The assessee had two wholly-owned subsidiaries (associated enterprises) in Canada and Dubai, to whom interest-free loans had been extended. The assessee used CUP as the most appropriate method to benchmark this transaction and determined the arm’s-length price for the interest as Nil. It is pertinent to note that the assessee had taken foreign currency loan from the ICICI Bank at the rate of LIBOR plus 3% for investing in subsidiaries abroad.

The case was referred to the TPO. The TPO took into account details of borrowings by the assessee from different sources and arrived at a conclusion that the loan transactions were made out of a cash credit facility extended by Citibank at an interest rate of 14%, the same rate should be considered as ALP. Accordingly, the AO made an upward adjustment by adopting a rate of interest of 14% per annum as the ALP.

The assessee preferred an appeal before the CIT(A) and the CIT (Appeals) upheld the action of the AO.

Assessee’s contentions:

The assessee contended that since it had sufficient interest-free funds, it was justified in not charging the interest on loans given to the overseas group entities. Further, the loan was given out of commercial expediency. The assessee also argued on the principle of real income as there was no real income which can be brought to tax.

Tribunal ruling:

The Tribunal upheld the stand of the AO. While up-holding the stand of the AO, the Tribunal made the following observations:

   a) The purpose of making arm’s-length adjustments is to nullify the impact of the inter-relationship between the enterprises.

**EXERCISE DIRECTIONS**
Reproduce the transfer pricing case summary word for word, starting at "The case was" and ending after "brought to tax.".

**SOURCE DATA**
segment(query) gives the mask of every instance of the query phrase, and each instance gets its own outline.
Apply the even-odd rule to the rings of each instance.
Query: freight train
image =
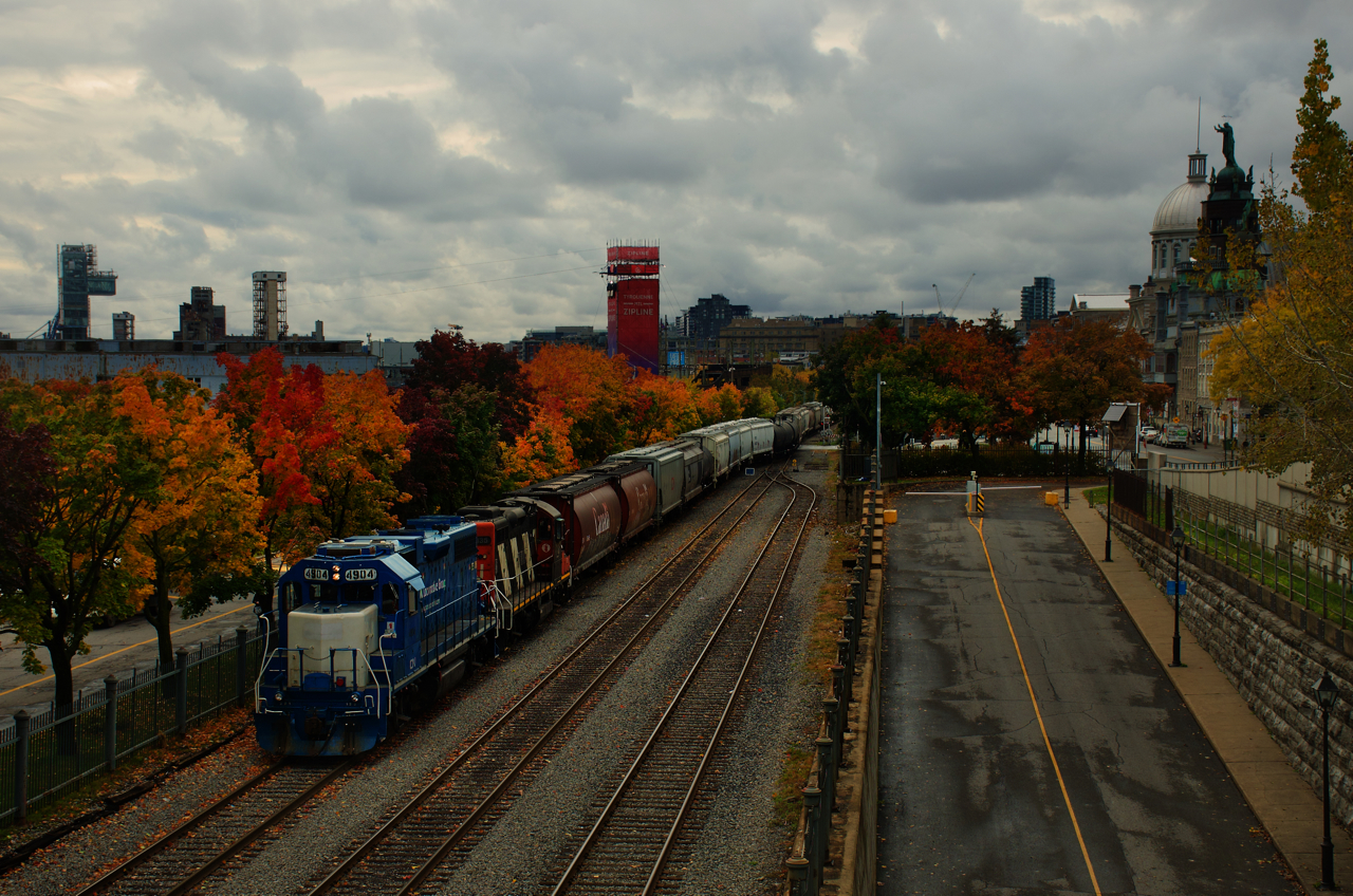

**EXPECTED ANSWER**
The case was referred to the TPO. The TPO took into account details of borrowings by the assessee from different sources and arrived at a conclusion that the loan transactions were made out of a cash credit facility extended by Citibank at an interest rate of 14%, the same rate should be considered as ALP. Accordingly, the AO made an upward adjustment by adopting a rate of interest of 14% per annum as the ALP.

The assessee preferred an appeal before the CIT(A) and the CIT (Appeals) upheld the action of the AO.

Assessee’s contentions:

The assessee contended that since it had sufficient interest-free funds, it was justified in not charging the interest on loans given to the overseas group entities. Further, the loan was given out of commercial expediency. The assessee also argued on the principle of real income as there was no real income which can be brought to tax.